Amtseinführung von Donald Trump: »Die USA sind gespalten«
Heute, Freitag, wird Donald Trump in sein Amt als Präsident der USA eingeführt. Unsere Gutacher Mitarbeiterin Ella Diepen verbringt derzeit ein Parlamentarisches Austauschjahr in Detroit (Michigan). Die 16-Jährige hat sich in ihrem Umfeld umgehört und auch eine eigene Einschätzung zur Stimmung in den USA gegeben.

Auszüge aus Datensätzen:

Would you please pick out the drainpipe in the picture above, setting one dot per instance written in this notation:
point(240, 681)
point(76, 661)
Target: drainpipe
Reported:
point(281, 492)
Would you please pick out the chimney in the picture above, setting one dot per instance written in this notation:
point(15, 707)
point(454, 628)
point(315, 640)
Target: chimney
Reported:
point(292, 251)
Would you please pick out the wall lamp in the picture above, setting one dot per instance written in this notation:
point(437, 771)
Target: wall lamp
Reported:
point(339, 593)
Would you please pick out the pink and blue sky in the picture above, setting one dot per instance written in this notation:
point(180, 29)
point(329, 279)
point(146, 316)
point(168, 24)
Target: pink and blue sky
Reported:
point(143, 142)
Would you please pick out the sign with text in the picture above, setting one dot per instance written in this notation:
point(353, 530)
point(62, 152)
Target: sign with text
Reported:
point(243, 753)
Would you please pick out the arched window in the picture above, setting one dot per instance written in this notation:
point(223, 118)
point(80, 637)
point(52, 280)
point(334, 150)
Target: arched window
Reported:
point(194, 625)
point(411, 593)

Gestellte Aufgabe: Gib aus dem Text zur Amtseinführung von Donald Trump den Abschnitt wortgetreu wieder, der mit „Amtseinführung von Donald“ beginnt und mit „den USA gegeben.“ endet.

Ergebnis:
Amtseinführung von Donald Trump: »Die USA sind gespalten«
Heute, Freitag, wird Donald Trump in sein Amt als Präsident der USA eingeführt. Unsere Gutacher Mitarbeiterin Ella Diepen verbringt derzeit ein Parlamentarisches Austauschjahr in Detroit (Michigan). Die 16-Jährige hat sich in ihrem Umfeld umgehört und auch eine eigene Einschätzung zur Stimmung in den USA gegeben.